» What the exercise asks
Every record below should be printed exactly as it appears.

···

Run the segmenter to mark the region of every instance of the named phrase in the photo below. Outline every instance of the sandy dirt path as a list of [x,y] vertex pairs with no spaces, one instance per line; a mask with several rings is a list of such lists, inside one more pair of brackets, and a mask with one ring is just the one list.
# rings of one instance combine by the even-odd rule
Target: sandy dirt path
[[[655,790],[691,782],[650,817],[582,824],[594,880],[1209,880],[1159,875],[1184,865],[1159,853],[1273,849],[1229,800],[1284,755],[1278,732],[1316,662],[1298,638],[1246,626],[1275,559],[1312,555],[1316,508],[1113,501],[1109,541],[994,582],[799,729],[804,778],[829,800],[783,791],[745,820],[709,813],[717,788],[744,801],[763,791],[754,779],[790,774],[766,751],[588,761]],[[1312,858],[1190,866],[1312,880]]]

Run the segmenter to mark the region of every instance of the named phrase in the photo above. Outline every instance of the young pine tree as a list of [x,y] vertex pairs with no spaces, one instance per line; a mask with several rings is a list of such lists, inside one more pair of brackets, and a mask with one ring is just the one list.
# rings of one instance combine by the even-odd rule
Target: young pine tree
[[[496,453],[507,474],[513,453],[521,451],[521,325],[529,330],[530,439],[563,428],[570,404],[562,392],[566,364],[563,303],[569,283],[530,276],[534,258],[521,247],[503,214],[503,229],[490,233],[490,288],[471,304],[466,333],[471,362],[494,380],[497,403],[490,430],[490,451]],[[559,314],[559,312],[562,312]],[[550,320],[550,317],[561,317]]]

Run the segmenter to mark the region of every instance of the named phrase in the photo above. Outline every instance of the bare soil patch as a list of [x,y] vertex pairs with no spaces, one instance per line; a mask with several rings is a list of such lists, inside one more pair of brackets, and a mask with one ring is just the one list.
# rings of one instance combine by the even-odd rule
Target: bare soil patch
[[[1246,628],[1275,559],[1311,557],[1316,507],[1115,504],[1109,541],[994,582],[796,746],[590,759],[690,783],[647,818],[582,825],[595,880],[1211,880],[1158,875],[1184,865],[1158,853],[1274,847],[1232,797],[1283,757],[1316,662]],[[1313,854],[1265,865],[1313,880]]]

···

» Output of the task
Run the segmenter to mark the region of every instance of the named phrase in the photo below. Outline every instance of the sandy dirt path as a list of [x,y] vertex pairs with no spaces, one instance per line; a mask with several rings is a list of such lists, inside one more pair of brackets, and a mask with one ring is just the one list.
# rings of one instance combine by the even-odd rule
Target: sandy dirt path
[[[655,790],[691,782],[650,817],[582,824],[594,880],[1209,880],[1159,875],[1184,865],[1159,853],[1273,849],[1229,800],[1284,755],[1278,732],[1316,662],[1298,638],[1246,626],[1275,559],[1312,555],[1316,508],[1113,501],[1109,541],[994,582],[799,729],[804,778],[829,800],[783,791],[745,820],[709,813],[717,788],[744,801],[763,791],[754,779],[790,774],[766,751],[588,761]],[[1312,858],[1190,866],[1312,880]]]

Run the segmenter to mark the region of every instance of the named phrase in the photo above. Outline every instance of the young pine tree as a list of [x,y] vertex pairs with no spaces, one instance per line; a mask with several rings is a list of such lists, inside one more pair of brackets, and a mask with one ring is just the one list.
# rings of one instance combine by the even-odd rule
Target: young pine tree
[[[496,453],[507,474],[513,453],[521,451],[521,325],[529,330],[530,439],[563,428],[570,404],[562,392],[566,364],[563,303],[569,283],[530,276],[534,258],[521,247],[503,214],[503,229],[490,233],[490,288],[471,304],[466,333],[471,362],[494,380],[497,403],[490,430],[490,451]],[[559,314],[559,312],[562,312]],[[550,320],[550,317],[561,317]]]

Run the segmenter to mark the region of every instance of the named phrase in the photo above. Outline every instance of the bare soil patch as a list of [x,y] vertex pairs with no spaces, one instance per line; a mask with several rings is a list of such lists, inside one more pair of brackets, and a mask with one ring is just the one list.
# rings of one instance combine by the even-odd rule
Target: bare soil patch
[[[1246,628],[1275,559],[1311,557],[1316,507],[1115,504],[1109,541],[994,582],[796,746],[590,759],[690,783],[647,818],[582,825],[595,880],[1211,880],[1158,875],[1184,865],[1158,853],[1274,847],[1232,797],[1283,757],[1316,662]],[[1313,854],[1265,865],[1313,880]]]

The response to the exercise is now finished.